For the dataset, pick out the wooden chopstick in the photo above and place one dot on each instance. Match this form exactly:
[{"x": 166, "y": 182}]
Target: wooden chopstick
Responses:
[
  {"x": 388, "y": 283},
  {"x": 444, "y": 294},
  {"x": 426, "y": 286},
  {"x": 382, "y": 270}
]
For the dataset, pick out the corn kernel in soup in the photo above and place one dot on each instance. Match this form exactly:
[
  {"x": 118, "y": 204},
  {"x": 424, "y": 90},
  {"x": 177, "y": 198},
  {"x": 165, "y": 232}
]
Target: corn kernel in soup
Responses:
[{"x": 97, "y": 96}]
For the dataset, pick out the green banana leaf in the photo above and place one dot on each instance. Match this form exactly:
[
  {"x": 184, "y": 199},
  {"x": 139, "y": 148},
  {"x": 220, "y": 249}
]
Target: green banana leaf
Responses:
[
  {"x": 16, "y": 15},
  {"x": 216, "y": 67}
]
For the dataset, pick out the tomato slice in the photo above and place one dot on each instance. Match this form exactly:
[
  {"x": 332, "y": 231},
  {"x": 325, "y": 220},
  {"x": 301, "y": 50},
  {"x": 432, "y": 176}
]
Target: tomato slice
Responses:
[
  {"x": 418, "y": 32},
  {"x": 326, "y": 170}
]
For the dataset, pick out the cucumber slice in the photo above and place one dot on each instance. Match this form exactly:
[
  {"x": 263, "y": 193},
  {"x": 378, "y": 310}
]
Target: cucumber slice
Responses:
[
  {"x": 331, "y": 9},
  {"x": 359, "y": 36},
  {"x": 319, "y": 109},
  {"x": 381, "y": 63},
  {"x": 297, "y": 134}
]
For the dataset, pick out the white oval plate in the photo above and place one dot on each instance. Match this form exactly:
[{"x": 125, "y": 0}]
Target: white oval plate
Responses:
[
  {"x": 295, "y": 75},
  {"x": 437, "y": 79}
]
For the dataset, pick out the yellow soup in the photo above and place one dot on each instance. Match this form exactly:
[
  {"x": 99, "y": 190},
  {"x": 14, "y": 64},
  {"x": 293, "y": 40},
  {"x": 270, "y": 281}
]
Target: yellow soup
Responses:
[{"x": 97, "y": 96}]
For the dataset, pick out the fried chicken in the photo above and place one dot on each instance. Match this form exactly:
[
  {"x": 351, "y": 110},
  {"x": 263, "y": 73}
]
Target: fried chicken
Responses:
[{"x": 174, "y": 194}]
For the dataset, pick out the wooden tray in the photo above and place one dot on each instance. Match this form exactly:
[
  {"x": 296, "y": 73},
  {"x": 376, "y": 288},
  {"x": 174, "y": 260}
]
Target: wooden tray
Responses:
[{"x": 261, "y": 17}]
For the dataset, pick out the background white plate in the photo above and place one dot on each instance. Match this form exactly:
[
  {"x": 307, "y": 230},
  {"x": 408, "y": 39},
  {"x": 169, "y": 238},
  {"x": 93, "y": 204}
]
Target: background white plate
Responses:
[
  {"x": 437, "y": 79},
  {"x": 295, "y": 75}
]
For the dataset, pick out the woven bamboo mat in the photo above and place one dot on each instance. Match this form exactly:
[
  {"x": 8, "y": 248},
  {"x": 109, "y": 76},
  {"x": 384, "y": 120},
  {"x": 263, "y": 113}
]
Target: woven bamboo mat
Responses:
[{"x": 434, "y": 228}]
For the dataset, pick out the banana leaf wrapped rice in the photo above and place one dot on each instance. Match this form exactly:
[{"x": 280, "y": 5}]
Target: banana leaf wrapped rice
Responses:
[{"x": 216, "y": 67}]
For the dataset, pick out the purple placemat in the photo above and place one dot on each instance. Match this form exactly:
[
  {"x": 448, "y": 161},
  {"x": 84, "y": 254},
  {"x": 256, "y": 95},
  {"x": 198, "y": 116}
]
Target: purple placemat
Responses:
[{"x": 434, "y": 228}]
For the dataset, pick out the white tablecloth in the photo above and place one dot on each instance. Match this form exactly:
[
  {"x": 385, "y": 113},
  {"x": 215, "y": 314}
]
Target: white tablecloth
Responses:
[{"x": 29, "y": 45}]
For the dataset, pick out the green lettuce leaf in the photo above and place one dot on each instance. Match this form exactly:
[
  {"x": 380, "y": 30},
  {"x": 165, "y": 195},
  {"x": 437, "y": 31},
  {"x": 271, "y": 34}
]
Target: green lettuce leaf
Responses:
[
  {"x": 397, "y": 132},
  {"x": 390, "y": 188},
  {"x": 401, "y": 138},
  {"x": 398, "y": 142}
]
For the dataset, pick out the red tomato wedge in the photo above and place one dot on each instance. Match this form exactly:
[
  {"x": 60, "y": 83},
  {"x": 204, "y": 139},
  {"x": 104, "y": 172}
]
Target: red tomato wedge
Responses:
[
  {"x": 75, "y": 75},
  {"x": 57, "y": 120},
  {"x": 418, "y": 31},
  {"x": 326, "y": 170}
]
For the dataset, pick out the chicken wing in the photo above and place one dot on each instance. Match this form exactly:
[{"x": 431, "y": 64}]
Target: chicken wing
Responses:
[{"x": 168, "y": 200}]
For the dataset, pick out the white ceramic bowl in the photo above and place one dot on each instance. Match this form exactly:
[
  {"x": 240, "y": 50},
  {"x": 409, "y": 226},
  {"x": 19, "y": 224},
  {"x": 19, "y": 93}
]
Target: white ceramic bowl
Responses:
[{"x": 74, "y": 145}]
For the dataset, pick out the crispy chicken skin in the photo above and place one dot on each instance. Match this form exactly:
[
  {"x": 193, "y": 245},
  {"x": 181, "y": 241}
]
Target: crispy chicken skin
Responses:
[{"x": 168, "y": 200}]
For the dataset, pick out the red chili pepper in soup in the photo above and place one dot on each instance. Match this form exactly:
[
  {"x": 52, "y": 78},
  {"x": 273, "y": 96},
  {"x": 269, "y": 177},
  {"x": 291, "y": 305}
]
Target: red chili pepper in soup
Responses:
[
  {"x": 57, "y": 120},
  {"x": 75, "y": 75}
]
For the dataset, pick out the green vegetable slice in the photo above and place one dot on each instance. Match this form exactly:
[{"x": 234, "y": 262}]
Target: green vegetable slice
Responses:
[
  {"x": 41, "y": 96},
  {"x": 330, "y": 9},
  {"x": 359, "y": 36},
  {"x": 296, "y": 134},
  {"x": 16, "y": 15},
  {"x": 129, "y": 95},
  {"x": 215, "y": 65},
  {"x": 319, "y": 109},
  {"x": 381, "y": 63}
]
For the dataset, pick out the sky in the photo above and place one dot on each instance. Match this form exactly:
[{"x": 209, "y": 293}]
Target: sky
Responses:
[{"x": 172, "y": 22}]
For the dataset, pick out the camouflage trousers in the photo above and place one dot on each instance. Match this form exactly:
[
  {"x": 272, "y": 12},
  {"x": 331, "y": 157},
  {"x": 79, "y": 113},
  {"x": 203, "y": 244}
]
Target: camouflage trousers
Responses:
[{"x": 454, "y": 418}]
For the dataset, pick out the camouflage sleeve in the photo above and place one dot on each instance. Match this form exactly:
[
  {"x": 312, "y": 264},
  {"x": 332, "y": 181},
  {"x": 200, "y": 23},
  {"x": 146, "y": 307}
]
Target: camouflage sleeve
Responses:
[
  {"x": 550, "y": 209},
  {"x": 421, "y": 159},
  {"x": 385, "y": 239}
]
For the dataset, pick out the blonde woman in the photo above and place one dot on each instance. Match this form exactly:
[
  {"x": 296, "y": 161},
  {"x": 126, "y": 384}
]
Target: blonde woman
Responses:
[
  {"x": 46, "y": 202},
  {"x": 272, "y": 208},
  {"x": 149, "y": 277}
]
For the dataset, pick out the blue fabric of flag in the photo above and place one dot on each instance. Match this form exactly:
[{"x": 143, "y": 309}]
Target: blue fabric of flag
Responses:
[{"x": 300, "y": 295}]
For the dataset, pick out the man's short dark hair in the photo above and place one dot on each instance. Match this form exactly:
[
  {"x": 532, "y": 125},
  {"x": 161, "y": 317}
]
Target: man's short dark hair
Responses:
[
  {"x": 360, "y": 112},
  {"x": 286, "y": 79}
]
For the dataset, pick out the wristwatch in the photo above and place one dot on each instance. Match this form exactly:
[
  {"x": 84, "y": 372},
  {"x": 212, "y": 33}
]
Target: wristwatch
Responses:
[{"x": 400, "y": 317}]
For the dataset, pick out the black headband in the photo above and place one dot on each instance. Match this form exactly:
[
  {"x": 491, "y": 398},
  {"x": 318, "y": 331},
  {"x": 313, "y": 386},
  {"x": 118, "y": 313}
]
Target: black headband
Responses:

---*---

### Aim of the exercise
Your answer should consist of copies of the lines above that include the string "black".

### Result below
For the dataset, pick out the black headband in the photo above and place one dot on each instance. Match this form exactly:
Target: black headband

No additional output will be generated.